Stated problem: Rewrite every line of the material from its start up to and including the line with "132,236,282,507", scaling each bounding-box coordinate in the answers by 0.4 and rounding to whole numbers with halves rounded up. Keep all other lines unchanged, and leave the pictures out.

Data entries
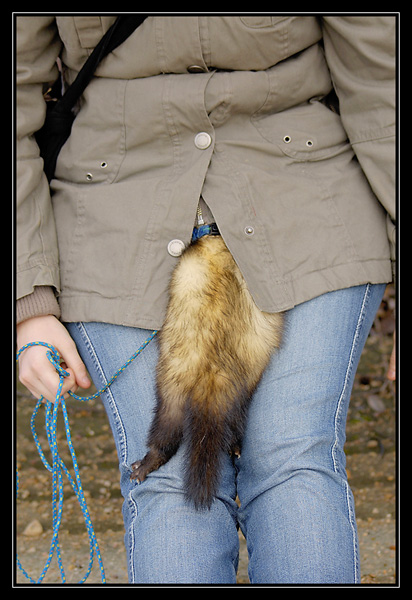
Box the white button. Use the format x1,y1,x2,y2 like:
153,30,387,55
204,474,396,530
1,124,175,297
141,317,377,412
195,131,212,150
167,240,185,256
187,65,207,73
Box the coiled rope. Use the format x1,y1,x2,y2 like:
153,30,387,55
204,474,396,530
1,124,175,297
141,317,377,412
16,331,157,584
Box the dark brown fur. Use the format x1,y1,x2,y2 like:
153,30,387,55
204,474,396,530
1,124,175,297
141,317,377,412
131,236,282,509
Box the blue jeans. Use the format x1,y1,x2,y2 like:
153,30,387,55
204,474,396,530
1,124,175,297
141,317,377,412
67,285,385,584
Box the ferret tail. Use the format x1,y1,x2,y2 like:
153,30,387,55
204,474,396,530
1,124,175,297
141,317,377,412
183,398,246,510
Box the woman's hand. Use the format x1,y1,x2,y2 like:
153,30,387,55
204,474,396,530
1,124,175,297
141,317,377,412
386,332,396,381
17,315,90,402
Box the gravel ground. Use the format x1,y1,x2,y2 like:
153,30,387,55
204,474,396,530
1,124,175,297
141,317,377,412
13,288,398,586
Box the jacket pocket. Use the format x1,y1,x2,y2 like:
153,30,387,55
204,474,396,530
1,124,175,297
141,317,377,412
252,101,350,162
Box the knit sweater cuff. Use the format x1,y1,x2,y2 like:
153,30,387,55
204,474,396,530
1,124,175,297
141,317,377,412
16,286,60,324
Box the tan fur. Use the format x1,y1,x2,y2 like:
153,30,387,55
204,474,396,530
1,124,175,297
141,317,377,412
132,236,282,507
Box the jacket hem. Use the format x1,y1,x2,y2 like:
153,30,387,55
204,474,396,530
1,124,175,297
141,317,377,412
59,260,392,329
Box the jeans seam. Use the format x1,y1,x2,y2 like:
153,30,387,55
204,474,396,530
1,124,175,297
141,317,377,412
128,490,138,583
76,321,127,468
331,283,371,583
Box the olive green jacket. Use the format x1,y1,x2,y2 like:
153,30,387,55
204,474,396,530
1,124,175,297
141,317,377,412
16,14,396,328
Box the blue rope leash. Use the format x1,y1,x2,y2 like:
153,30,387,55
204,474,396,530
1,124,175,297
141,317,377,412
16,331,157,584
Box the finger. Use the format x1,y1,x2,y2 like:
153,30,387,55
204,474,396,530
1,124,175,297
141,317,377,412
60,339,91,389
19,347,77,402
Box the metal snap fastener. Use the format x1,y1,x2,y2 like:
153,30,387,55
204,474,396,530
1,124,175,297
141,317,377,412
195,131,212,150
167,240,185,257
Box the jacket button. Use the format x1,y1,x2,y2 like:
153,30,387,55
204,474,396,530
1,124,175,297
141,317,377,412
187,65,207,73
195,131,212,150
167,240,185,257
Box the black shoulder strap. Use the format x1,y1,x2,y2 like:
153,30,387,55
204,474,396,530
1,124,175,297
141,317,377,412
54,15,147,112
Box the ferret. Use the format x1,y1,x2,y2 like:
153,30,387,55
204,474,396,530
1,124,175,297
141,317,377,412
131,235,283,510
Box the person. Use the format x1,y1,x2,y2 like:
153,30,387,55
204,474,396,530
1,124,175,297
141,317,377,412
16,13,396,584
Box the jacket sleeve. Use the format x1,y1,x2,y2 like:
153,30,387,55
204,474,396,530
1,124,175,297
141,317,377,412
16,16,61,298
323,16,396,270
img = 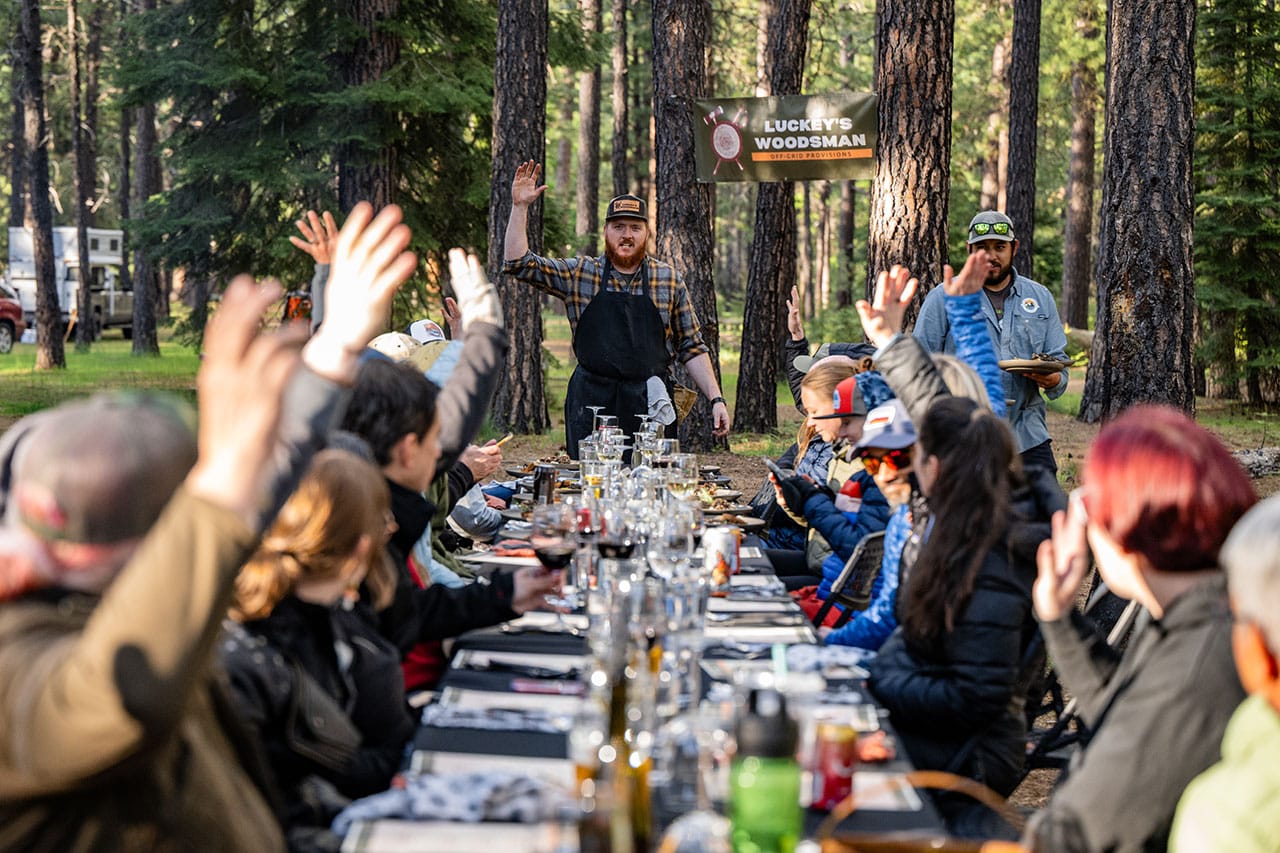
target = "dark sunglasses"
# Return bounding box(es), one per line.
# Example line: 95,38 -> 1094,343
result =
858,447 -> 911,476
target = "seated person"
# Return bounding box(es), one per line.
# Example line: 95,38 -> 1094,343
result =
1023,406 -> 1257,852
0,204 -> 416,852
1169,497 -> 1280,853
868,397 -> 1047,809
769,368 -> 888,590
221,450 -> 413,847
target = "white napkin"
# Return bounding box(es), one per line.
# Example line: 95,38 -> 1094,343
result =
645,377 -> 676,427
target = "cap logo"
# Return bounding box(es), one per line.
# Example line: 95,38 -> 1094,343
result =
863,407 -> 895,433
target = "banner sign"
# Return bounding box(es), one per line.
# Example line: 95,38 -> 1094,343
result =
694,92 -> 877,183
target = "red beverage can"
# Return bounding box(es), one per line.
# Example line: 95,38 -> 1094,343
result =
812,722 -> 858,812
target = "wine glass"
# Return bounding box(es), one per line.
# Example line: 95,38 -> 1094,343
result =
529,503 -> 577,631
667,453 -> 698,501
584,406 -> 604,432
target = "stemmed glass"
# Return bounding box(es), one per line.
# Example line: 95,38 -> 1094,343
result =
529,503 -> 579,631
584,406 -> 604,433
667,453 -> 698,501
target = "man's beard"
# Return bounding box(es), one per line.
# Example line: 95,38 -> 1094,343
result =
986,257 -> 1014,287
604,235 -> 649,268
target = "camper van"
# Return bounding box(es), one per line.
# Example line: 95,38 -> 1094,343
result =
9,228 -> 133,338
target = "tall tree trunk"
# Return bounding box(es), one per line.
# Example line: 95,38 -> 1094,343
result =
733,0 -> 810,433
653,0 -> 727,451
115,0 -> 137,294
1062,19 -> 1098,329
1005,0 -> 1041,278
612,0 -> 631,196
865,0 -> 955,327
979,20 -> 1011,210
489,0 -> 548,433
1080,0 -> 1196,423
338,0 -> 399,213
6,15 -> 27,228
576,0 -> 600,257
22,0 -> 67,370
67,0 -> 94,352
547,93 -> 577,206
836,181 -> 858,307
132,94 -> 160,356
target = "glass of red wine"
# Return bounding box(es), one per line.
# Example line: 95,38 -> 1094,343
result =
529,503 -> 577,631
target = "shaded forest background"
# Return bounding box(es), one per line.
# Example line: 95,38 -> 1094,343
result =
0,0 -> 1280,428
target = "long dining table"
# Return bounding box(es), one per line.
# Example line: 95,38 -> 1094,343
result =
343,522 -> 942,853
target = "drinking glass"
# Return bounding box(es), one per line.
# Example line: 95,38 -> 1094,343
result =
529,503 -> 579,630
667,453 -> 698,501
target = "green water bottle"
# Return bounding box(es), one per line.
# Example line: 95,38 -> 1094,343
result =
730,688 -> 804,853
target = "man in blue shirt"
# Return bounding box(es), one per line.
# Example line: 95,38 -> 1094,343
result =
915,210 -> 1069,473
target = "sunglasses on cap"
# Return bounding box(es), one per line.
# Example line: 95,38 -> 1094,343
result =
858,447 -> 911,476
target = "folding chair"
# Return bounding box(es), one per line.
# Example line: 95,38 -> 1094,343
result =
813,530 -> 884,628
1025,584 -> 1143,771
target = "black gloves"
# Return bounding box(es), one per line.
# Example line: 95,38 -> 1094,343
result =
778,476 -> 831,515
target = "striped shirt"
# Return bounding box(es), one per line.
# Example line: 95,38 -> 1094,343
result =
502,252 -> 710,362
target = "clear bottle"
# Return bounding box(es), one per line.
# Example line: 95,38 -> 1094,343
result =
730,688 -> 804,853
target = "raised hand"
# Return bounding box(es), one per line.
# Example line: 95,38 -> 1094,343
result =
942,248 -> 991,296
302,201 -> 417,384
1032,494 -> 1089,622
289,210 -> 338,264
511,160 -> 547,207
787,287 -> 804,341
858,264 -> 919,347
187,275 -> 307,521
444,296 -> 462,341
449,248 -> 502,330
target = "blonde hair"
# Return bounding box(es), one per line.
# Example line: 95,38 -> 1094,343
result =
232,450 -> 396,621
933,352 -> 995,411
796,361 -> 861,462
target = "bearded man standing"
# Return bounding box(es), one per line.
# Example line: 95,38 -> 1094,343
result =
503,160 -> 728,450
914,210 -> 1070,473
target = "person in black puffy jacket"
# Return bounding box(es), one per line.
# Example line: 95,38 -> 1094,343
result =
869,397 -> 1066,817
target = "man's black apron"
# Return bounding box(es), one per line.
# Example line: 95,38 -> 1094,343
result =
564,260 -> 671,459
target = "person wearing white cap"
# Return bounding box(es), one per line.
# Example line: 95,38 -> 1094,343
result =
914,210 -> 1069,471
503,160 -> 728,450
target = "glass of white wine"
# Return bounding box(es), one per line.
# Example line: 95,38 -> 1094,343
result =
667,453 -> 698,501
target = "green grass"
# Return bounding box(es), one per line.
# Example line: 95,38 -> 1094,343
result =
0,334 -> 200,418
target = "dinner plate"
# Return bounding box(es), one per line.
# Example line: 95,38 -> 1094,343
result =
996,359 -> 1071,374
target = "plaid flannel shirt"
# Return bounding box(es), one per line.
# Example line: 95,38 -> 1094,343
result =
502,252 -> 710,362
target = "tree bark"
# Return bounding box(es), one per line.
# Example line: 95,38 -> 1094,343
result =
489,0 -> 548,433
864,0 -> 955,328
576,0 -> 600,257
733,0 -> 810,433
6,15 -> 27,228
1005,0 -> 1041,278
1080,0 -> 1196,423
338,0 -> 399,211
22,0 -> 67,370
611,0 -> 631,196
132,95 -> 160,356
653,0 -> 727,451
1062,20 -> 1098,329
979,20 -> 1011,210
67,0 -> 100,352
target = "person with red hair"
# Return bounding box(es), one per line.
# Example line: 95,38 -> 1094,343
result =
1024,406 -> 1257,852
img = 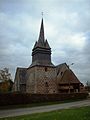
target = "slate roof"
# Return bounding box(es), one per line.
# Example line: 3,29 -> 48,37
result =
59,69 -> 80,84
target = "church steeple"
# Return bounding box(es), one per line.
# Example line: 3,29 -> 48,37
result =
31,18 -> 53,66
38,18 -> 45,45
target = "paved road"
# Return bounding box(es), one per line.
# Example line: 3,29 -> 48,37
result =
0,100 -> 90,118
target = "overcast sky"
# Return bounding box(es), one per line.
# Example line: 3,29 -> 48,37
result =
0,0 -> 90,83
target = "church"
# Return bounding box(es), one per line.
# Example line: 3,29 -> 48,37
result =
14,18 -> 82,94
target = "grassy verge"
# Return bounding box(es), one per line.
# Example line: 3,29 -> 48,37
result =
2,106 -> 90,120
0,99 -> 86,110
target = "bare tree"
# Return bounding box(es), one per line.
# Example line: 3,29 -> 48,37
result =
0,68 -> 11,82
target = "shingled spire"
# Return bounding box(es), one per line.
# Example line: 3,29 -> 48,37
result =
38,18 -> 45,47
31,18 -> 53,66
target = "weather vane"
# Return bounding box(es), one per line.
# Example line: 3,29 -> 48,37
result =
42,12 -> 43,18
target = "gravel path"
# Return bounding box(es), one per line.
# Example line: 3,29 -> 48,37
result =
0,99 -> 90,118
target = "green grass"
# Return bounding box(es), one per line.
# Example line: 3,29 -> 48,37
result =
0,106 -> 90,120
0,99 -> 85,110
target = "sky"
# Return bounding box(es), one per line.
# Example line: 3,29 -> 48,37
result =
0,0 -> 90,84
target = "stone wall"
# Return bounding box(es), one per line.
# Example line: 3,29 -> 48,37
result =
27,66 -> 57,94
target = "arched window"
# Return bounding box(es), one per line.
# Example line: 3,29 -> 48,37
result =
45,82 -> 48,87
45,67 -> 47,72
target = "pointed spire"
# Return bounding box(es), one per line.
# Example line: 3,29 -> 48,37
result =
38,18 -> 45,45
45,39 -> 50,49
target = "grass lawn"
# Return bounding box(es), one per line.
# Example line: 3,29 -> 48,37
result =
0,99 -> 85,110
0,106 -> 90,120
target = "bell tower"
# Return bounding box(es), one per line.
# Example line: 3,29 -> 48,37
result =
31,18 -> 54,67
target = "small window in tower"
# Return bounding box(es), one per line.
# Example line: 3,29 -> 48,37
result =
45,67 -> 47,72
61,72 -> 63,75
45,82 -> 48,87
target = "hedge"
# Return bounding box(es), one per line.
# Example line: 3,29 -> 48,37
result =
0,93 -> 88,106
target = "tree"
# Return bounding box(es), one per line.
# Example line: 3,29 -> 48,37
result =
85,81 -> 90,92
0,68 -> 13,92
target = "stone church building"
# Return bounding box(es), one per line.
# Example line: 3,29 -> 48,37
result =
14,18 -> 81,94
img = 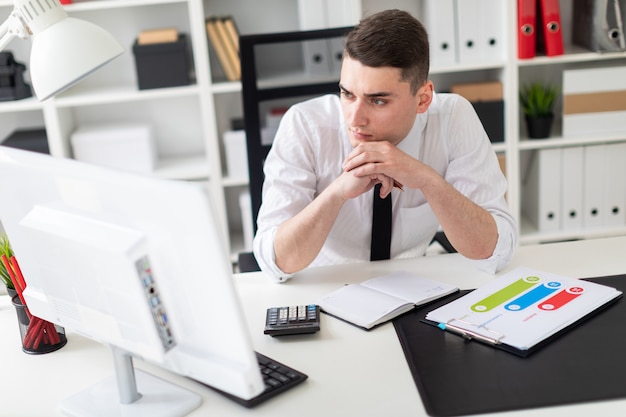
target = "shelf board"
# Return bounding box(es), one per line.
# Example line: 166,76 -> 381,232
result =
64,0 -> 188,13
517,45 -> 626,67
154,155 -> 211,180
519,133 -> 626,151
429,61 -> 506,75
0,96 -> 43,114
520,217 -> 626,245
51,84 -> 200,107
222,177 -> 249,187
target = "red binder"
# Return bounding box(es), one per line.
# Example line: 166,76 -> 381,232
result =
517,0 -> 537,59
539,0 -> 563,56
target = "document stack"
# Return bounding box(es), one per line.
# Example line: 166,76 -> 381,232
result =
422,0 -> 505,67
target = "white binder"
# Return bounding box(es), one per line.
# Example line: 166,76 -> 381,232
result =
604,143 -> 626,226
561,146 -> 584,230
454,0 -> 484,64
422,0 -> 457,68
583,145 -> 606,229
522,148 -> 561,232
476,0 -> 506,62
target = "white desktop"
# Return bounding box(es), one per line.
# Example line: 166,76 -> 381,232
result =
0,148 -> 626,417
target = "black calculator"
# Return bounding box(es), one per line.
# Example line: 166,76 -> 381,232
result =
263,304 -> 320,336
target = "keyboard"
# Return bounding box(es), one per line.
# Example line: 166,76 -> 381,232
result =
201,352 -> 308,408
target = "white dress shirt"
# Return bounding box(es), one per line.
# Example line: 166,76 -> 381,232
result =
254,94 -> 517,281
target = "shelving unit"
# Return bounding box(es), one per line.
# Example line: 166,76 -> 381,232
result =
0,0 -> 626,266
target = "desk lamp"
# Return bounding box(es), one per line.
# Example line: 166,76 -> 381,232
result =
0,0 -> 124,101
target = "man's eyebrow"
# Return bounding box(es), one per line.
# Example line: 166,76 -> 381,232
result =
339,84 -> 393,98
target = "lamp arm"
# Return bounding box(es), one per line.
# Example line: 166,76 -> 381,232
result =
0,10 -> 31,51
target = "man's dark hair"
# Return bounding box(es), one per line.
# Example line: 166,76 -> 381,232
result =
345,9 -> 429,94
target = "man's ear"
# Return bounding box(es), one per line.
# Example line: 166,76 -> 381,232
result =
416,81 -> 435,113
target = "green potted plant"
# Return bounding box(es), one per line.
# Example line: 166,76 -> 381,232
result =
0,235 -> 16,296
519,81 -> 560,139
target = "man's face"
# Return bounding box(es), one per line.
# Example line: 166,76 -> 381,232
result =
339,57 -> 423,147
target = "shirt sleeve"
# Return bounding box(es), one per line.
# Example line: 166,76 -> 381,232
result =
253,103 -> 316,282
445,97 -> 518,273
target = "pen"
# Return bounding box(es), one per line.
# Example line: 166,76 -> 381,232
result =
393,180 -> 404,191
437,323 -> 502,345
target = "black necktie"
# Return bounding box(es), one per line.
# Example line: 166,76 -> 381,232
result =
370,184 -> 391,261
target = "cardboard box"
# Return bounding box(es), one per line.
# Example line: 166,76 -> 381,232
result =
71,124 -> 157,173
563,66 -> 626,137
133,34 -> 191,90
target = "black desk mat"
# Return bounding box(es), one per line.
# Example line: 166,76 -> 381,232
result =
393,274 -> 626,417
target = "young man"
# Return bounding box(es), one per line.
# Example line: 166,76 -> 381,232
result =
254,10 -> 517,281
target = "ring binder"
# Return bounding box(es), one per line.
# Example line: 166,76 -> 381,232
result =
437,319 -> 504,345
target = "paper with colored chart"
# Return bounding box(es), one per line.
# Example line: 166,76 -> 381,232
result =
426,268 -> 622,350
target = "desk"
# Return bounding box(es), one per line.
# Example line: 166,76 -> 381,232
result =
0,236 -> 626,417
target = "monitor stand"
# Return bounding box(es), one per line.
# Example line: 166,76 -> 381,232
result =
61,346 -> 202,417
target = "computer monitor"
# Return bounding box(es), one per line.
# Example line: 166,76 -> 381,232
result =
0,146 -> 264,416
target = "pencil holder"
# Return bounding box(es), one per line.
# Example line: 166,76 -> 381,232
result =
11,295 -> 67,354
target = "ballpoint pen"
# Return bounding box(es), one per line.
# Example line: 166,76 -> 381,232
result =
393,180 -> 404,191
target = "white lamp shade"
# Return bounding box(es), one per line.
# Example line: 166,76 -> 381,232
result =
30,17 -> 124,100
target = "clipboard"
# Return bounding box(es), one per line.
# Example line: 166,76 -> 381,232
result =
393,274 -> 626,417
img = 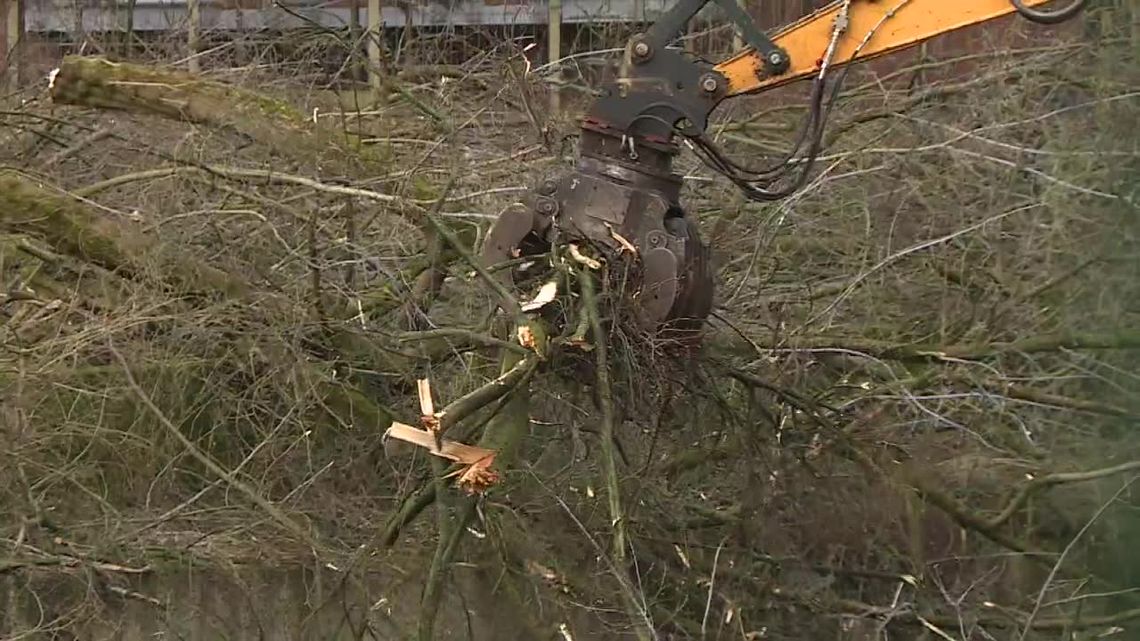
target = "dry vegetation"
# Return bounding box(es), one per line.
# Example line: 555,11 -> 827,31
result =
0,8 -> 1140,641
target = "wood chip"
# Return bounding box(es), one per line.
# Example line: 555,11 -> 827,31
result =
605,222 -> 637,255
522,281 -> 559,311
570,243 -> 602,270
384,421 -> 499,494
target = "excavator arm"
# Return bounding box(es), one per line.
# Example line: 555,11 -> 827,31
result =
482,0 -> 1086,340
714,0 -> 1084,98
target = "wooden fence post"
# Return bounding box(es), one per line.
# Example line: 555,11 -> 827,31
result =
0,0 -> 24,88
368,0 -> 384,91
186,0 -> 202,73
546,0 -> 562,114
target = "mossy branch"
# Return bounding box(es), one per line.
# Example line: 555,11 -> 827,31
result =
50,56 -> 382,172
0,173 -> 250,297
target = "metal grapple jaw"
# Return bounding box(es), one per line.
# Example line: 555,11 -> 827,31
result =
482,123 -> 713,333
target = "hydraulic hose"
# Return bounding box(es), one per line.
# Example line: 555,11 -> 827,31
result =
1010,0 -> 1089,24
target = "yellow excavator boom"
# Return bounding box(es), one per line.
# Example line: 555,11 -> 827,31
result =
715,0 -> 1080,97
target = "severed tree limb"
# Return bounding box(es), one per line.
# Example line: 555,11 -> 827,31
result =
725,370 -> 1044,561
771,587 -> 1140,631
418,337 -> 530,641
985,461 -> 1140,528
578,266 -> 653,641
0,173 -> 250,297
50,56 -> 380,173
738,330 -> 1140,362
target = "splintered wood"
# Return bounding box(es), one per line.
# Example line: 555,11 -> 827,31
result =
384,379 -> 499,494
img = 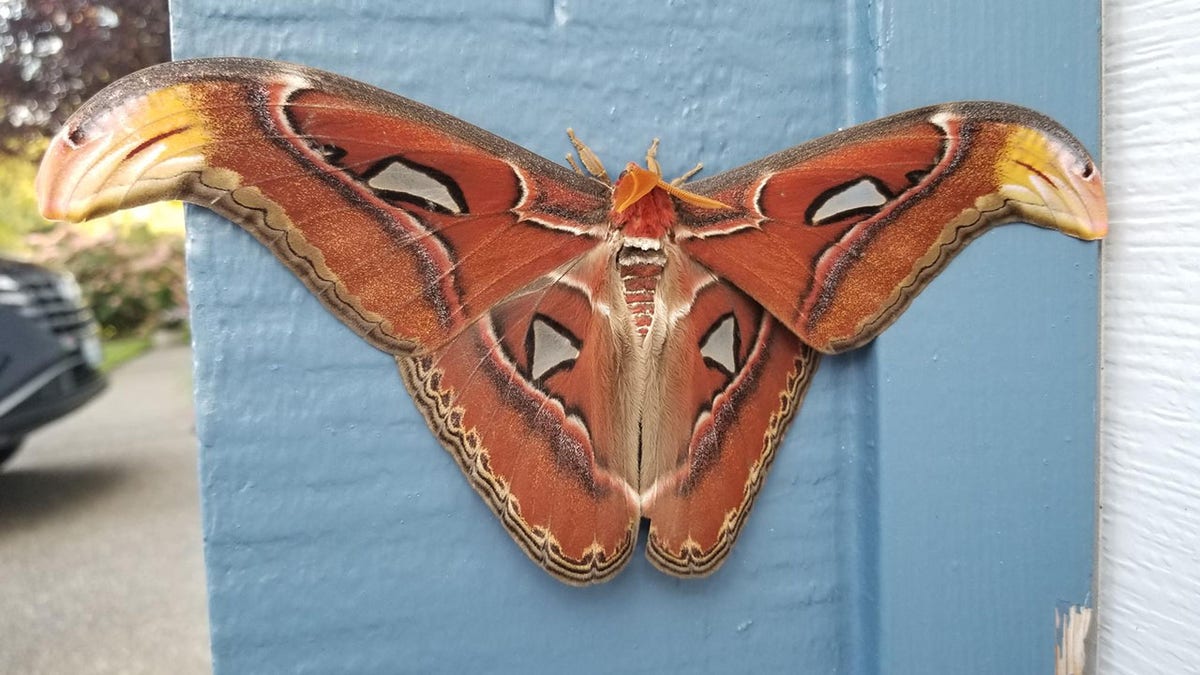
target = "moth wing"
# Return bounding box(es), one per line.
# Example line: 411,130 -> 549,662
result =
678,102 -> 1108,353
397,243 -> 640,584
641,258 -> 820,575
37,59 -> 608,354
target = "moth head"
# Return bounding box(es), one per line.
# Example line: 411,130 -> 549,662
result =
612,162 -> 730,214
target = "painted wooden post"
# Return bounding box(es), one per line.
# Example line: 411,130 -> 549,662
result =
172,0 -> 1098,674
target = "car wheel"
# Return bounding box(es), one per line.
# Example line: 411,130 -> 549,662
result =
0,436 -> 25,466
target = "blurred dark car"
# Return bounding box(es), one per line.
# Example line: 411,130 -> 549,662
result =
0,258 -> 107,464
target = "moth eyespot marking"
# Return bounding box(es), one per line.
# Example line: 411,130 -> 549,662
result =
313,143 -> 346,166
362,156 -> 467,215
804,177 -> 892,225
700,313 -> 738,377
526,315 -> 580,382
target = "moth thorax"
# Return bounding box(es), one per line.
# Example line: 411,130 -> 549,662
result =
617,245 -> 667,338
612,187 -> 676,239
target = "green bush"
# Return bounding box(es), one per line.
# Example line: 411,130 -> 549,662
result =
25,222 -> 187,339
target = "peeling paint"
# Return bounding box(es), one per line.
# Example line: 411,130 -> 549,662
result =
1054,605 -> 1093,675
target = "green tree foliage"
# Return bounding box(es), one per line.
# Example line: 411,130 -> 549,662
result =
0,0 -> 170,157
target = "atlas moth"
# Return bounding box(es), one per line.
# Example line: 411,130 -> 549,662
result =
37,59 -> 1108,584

Solution to this problem:
Box the white button. Use the format x1,y1,x2,y2 like:
153,30,387,55
204,474,396,530
1,124,175,297
141,317,377,412
78,52,85,60
67,96,74,102
75,26,83,29
Box the coiled rope. Use the format x1,y1,x2,y2 like:
153,30,387,55
204,474,396,530
1,124,175,297
141,317,377,412
6,132,63,234
Box the dark brown fur. Use the format x1,y1,x2,y2 like:
153,30,387,55
204,474,396,530
1,124,175,297
141,317,377,412
52,94,113,204
Box the blue jeans. Use the format x1,y1,x2,y2 like:
153,30,387,55
204,474,396,530
1,124,175,297
141,317,377,412
27,114,154,234
Box the ferret tail. Use the format x1,y1,x2,y2 like:
153,30,387,55
204,474,396,530
1,124,175,297
141,317,377,412
73,159,98,204
Box the woman's hand. Use the format x1,y1,x2,y2 like:
153,30,387,55
204,474,396,530
1,124,175,297
141,317,377,412
154,133,158,152
7,126,36,161
Box the gravel ground. Use the format x1,y1,x2,y2 like:
153,30,387,55
204,474,396,530
1,124,175,297
141,317,377,412
5,115,159,234
Box the jacket pocket. Use the format x1,y1,x2,y2 like:
153,30,387,55
204,474,396,530
1,124,175,297
141,317,377,412
101,40,140,65
Box the knit sweater cuff. Use the format x1,y1,x2,y2 like:
153,30,387,55
204,474,396,530
1,124,175,297
141,317,377,412
6,114,24,130
Box the tan fur. Use the format x1,y1,x2,y2 like:
153,30,387,55
204,474,396,530
1,124,175,297
141,317,377,412
53,94,113,203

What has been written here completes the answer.